## Start
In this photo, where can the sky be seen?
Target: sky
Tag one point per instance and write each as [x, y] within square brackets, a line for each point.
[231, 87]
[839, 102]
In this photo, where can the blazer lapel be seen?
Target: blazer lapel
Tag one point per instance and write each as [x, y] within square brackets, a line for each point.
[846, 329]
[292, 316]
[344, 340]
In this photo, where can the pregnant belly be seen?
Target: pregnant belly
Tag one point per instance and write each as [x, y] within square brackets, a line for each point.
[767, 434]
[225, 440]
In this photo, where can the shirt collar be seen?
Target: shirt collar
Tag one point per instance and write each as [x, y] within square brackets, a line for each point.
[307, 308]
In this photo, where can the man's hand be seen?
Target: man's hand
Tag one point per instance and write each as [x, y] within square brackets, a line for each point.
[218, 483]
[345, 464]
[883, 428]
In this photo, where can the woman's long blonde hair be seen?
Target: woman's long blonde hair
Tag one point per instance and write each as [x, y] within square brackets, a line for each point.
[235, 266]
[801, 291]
## End
▶ **Problem**: Copy all of the data above line for line, without changing anything.

▶ **Output below**:
In this photo, where can the sky be seen?
Target: sky
Tag one point per instance and write each as [x, y] within square brackets, a line for each point.
[231, 87]
[839, 102]
In this photo, where can the blazer lapel be seen?
Target: blazer lapel
Tag one point per instance and write each as [x, y] within square brackets, a line for each point.
[846, 329]
[292, 316]
[344, 340]
In this photo, where can the pregnant belly be seen?
Target: pregnant belly
Tag one point per instance and write each as [x, y] within square brackets, a line for each point.
[767, 434]
[225, 440]
In this photo, where can the shirt collar be seen?
Target: shirt collar
Tag one point per instance and write each as [x, y] within square brackets, a line for each point.
[307, 308]
In this photo, where can the man's hand be seen?
Target: man's hand
Tag one point per instance and write each as [x, y] within square brackets, a line for each point.
[218, 483]
[345, 464]
[883, 428]
In this photo, where can the woman's long blonde hair be seen?
Target: woman's long blonde hair
Tag one point per instance and write each as [x, y] within square brackets, a line for each point.
[235, 266]
[801, 291]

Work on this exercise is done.